Marzo – Aprile 1963

Caro Visconti, debbo confessarti e confessare al lettore i miei dubbi e perplessità, e la delusione anche, dinanzi al tuo Gattopardo. Ho seguito così da vicino l’opera tua, e difeso con tanta ostinazione il peso che essa aveva ed ha nel contesto del nostro cinema, dai tempi ormai lontani di Ossessione sino al magnifico romanzo breve Il lavoro, da essere definito — e la definizione è tua — il critico in Italia, e non soltanto in Italia, più « viscontiano ». Una sola volta fummo veramente in disaccordo, per Le notti bianche; e rammento ancora la lunga, appassionata e amara discussione sul film, subito dopo la « prima » veneziana. Oggi, non meno di ieri, sono sicuro che quel peso cresce col passar del tempo. In ogni caso Ossessione rimane una prefazione indubbia alla felice stagione del neorealismo, e La terra trema il prodotto artisticamente più compiuto e maturo del nostro cinema. Bellissima era tutt’altro che un’opera « minore »; Rocco continuava la via, da te aperta, del realismo critico, in un momento in cui la moda dell’antiromanzo era già all’apice. Con Senso nasceva il primo, autentico film storico italiano.

Sulla scorta di questo tuo esemplare « itinerario », nel luglio scorso azzardavo, da queste colonne, una previsione: che con Il Gattopardo ci avresti dato un altro grande e vero film storico. Sbagliai allora, o sbaglio oggi? I giudizi che ho letto sul tuo ultimo lavoro sono così positivi, così concordi per la prima volta dinanzi a un’opera tua (1), che forse sono io nel torto, e proprio nel momento in cui il tuo « caso » non è più oggetto di polemica, ma viene riconosciuto il segno araldico — artistico, da autentico Gattopardo — che hai dato al cinema italiano. Non che il tuo film, sul piano della regia, dello stile, del linguaggio, non porti ancora l’impronta della tua grandezza; anzi, per certi versi, la comprova (2). È possibile tuttavia parlare di un tuo, tutto tuo, Gattopardo? Il motivo del mio dissenso, dei miei dubbi e perplessità, è duplice. L’amore che avevi sempre dimostrato per i classici della letteratura non perveniva mai a un atteggiamento di acritica, immobile venerazione. Li studiavi ed elaboravi; la scelta dei testi di partenza comportava uno sviluppo, una capacità a cogliere la loro eredità vitale, un’attitudine ad assorbire quanto di grande essi contengono ancora e a portarlo avanti. Non solo Cain e Camillo Boito, ma anche Verga e Dostoevskij erano da te riletti criticamente quando non addirittura « ribaltati »: risultavano operanti in un continuo incontro e integrarsi del passato vivo — del patrimonio ideale e formale della letteratura, della tradizione intellettuale — con l’esperienza originale, in cui la tua ispirazione, invenzione, scaturiva direttamente dai fatti della vita e dai problemi della esistenza contemporanea.

### Dati forniti:
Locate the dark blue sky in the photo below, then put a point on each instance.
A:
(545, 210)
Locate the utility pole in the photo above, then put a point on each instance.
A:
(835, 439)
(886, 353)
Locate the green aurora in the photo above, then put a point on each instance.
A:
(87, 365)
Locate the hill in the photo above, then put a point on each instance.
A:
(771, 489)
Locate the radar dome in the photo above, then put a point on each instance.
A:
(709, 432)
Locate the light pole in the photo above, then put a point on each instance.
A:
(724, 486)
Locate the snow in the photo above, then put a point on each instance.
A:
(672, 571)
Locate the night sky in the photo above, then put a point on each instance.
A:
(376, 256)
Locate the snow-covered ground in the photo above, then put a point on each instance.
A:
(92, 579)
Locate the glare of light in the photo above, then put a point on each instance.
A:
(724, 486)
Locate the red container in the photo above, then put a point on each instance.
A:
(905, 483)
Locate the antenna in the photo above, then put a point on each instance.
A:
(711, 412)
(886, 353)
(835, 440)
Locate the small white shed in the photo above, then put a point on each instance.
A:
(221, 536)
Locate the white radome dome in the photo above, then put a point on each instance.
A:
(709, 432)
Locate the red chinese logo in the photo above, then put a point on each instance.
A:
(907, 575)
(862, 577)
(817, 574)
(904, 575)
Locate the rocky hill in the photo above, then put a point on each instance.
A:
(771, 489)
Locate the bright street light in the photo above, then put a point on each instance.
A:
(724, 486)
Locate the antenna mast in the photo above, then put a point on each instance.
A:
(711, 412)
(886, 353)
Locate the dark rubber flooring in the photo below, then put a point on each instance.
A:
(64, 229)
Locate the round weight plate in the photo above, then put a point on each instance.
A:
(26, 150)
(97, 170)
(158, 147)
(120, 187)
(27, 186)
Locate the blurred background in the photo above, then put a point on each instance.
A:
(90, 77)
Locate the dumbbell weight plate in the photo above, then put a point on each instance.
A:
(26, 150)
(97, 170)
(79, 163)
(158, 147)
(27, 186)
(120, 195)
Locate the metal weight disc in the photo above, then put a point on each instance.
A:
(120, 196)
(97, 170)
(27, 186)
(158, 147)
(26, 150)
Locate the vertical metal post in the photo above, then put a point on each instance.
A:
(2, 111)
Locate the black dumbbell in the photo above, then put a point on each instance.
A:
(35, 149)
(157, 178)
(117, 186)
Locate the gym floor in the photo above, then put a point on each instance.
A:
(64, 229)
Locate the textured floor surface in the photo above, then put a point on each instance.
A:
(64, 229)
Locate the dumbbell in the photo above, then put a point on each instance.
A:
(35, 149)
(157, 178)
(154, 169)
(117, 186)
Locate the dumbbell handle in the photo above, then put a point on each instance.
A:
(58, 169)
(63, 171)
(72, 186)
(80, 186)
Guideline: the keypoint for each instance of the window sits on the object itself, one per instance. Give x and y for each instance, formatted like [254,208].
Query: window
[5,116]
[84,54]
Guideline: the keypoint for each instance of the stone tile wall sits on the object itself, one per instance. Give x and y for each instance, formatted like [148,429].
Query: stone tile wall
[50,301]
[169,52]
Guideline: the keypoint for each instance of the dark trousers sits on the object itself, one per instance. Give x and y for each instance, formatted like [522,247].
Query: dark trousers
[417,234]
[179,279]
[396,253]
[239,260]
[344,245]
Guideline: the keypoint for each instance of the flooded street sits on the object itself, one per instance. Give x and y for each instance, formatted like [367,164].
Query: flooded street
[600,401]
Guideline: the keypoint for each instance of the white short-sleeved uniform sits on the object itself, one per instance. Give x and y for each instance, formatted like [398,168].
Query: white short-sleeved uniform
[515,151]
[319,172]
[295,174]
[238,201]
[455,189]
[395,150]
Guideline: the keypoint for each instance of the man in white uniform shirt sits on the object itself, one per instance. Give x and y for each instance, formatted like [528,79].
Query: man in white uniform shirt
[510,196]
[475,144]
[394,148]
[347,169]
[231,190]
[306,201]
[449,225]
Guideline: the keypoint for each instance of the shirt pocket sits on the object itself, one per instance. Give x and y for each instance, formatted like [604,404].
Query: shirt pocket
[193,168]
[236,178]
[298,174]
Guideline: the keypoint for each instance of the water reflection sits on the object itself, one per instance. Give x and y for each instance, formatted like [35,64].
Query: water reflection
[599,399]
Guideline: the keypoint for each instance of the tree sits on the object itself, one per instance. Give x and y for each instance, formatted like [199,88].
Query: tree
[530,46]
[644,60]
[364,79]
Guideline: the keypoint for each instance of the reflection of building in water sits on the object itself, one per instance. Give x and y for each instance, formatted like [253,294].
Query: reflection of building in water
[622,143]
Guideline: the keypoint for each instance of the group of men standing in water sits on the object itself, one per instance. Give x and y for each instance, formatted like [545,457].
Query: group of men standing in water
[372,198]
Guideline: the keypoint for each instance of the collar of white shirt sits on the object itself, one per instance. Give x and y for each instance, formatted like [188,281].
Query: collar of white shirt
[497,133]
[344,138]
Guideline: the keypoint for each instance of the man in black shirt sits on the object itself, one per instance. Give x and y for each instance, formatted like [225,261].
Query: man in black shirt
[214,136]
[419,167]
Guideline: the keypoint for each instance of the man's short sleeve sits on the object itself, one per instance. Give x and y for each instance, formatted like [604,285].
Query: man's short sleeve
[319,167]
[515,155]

### Esercizi proposti:
1) Rispondere alle seguenti domande sulla lettera a Visconti:
(a) Per quale film chi scrive e Visconti furono veramente in disaccordo l'unica volta?
(b) Con quale film, secondo la lettera, nasceva il primo autentico film storico italiano?
(c) Quale previsione fu azzardata nel luglio scorso a proposito del Gattopardo?
2) Riassumere in due frasi la lettera a Visconti.

### Soluzioni degli esercizi:
1)
(a) Per Le notti bianche.
(b) Con Senso.
(c) Che con Il Gattopardo Visconti avrebbe dato un altro grande e vero film storico.

2) Chi scrive ha seguito da vicino e difeso a lungo l'opera di Visconti, da Ossessione a Il lavoro, ma confessa dubbi, perplessità e delusione davanti al Gattopardo. Pur riconoscendo nel film l'impronta della grandezza del regista sul piano della regia e dello stile, si domanda se si possa parlare di un Gattopardo tutto suo, ricordando che in passato Visconti rileggeva criticamente i classici della letteratura invece di venerarli in modo acritico.